Written problem
Put the listing into a numbered list. Begin at the start of the listing and go on through the line that contains "[113,90,180,159]", including that line. Leave out blank lines and pictures.

Source records
____
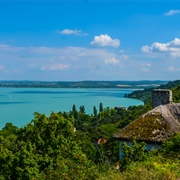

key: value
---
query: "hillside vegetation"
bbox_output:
[0,79,180,180]
[125,80,180,103]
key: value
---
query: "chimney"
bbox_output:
[152,89,172,108]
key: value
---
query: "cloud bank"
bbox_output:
[91,34,120,47]
[141,38,180,58]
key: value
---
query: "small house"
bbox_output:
[113,90,180,159]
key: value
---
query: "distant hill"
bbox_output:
[125,80,180,103]
[0,80,168,89]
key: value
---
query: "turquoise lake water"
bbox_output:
[0,88,143,129]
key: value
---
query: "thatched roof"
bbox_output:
[113,103,180,143]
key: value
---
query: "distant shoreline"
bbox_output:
[0,80,168,89]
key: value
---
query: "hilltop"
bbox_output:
[125,80,180,103]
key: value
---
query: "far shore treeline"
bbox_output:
[0,80,180,180]
[0,80,168,89]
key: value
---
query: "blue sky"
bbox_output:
[0,0,180,81]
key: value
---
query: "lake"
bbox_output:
[0,88,143,129]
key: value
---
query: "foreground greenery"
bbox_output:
[0,80,180,180]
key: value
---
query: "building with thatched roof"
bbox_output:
[113,89,180,158]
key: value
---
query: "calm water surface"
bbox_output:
[0,88,143,129]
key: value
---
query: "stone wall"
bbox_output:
[152,89,172,108]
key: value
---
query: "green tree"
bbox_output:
[93,106,97,116]
[99,102,103,112]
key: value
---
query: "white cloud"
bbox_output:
[141,63,152,73]
[168,66,180,72]
[164,10,180,16]
[60,29,88,36]
[41,63,69,71]
[0,65,4,71]
[141,38,180,58]
[91,34,120,47]
[0,44,24,52]
[105,58,120,64]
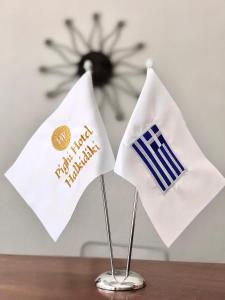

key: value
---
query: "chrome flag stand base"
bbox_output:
[95,270,145,291]
[95,175,145,291]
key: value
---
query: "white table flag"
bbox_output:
[114,68,225,247]
[5,71,114,241]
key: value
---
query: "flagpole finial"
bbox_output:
[84,59,93,72]
[145,58,153,69]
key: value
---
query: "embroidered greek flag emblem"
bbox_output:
[132,125,186,192]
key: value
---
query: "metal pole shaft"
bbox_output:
[125,190,138,279]
[100,175,115,278]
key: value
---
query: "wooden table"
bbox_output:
[0,255,225,300]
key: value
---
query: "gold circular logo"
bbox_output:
[52,125,71,151]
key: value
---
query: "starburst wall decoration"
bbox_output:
[39,13,145,120]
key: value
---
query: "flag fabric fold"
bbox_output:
[114,68,225,247]
[5,71,115,241]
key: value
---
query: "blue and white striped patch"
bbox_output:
[132,125,186,192]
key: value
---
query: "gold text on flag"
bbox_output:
[55,125,101,187]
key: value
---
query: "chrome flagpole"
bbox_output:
[95,185,145,291]
[125,190,138,278]
[84,60,116,280]
[100,175,116,280]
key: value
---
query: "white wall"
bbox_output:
[0,0,225,262]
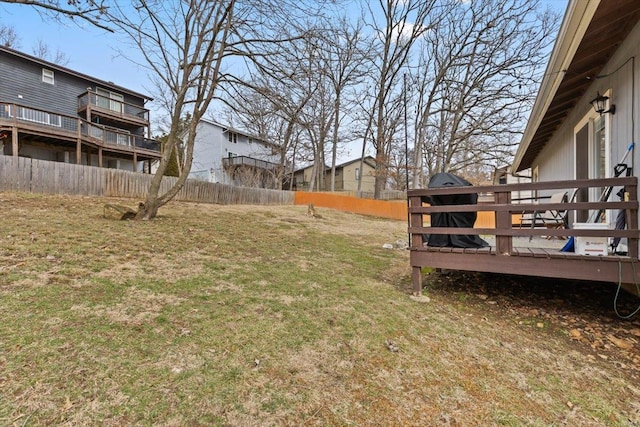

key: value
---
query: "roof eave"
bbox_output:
[512,0,600,172]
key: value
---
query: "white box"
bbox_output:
[573,222,610,256]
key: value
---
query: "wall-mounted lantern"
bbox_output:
[590,92,616,115]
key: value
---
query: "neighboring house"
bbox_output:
[0,46,161,172]
[189,120,281,188]
[513,0,640,224]
[293,156,376,193]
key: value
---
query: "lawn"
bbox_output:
[0,193,640,426]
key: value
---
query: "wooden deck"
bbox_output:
[408,177,640,296]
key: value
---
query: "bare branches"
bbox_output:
[0,0,113,32]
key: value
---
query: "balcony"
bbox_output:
[78,91,149,127]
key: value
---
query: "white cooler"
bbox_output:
[573,222,611,256]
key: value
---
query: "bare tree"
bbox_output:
[320,17,373,191]
[101,0,236,219]
[368,0,442,198]
[0,25,20,49]
[108,0,322,219]
[413,0,558,187]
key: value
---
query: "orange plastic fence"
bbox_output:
[294,191,407,221]
[294,191,510,228]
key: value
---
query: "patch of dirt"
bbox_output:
[425,271,640,381]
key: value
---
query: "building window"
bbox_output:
[96,87,124,113]
[42,68,55,85]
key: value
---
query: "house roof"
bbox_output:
[200,119,278,147]
[0,45,153,101]
[513,0,640,172]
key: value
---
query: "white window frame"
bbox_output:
[573,90,615,224]
[96,87,124,113]
[42,68,56,85]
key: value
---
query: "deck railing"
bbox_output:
[408,177,640,296]
[78,91,149,123]
[0,103,161,152]
[408,177,639,259]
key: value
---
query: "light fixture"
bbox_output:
[590,92,616,115]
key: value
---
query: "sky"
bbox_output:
[0,0,568,158]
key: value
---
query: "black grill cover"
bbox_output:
[423,173,489,248]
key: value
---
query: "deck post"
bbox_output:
[411,266,422,297]
[76,119,82,165]
[409,196,423,296]
[495,191,513,255]
[625,184,640,260]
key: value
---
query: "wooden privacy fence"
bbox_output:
[0,155,294,205]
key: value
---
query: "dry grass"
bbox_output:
[0,193,640,426]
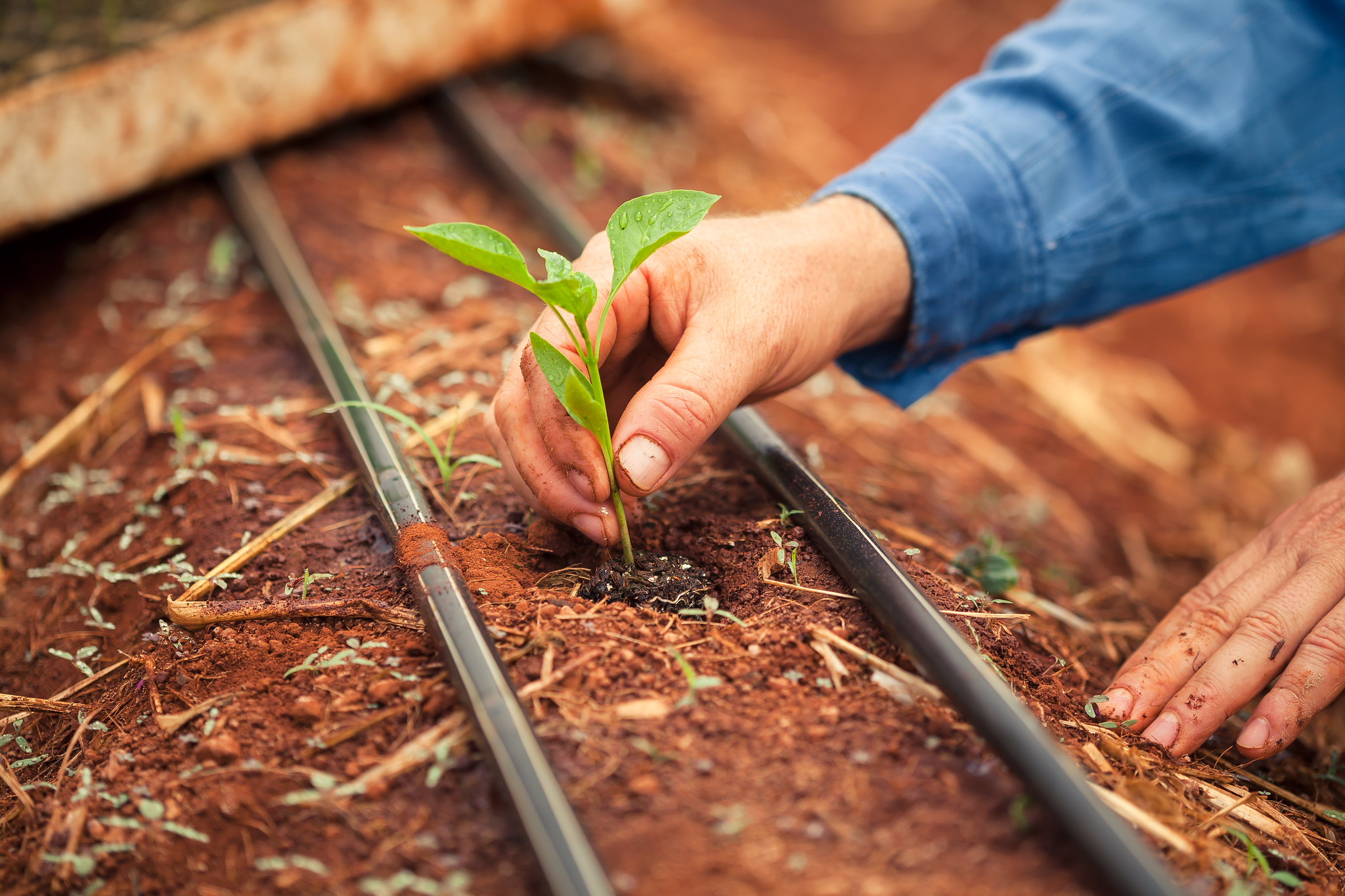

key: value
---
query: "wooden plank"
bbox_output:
[0,0,624,236]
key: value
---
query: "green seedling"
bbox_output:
[1314,750,1345,787]
[669,647,724,710]
[952,532,1018,595]
[678,597,748,629]
[406,190,720,566]
[771,532,803,587]
[1224,826,1304,889]
[313,402,500,485]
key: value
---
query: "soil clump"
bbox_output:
[580,551,710,612]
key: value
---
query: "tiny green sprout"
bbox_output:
[771,529,799,566]
[317,402,500,485]
[631,738,676,764]
[406,190,720,566]
[1224,826,1304,889]
[669,647,724,708]
[952,532,1018,597]
[678,595,748,629]
[168,407,190,446]
[1314,750,1345,787]
[1009,794,1032,834]
[1084,693,1115,727]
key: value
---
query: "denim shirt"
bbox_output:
[816,0,1345,406]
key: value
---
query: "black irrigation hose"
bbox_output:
[218,156,613,896]
[440,81,1183,896]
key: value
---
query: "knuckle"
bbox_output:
[652,383,718,433]
[1186,598,1237,635]
[1299,620,1345,665]
[1237,605,1289,643]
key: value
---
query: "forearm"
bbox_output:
[819,0,1345,404]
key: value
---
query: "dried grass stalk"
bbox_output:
[808,625,947,702]
[0,693,89,712]
[0,756,32,811]
[176,473,357,601]
[0,657,131,728]
[165,598,425,631]
[518,647,603,700]
[0,295,254,500]
[1005,588,1097,635]
[402,393,481,456]
[339,710,472,794]
[1088,782,1196,856]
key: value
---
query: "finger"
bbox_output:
[1145,555,1345,756]
[612,266,772,496]
[494,365,617,544]
[1116,529,1269,677]
[485,407,556,521]
[1101,540,1298,731]
[1237,605,1345,759]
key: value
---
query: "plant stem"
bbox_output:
[584,360,635,566]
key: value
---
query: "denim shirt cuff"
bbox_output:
[814,122,1044,407]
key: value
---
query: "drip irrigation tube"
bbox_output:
[440,79,1183,896]
[218,156,613,896]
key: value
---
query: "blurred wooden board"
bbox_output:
[0,0,627,236]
____
Reply to the task
1. key: value
2. ---
3. query: "hillside vegetation"
4. bbox_output:
5. [0,79,180,180]
6. [125,80,180,103]
7. key: value
8. ---
9. query: "chimney"
10. bbox_output:
11. [152,89,172,108]
12. key: value
13. ---
14. query: "cloud bank"
15. bbox_output:
16. [91,34,120,47]
17. [141,38,180,58]
18. key: value
19. ---
20. query: "small house"
21. bbox_output:
22. [113,90,180,159]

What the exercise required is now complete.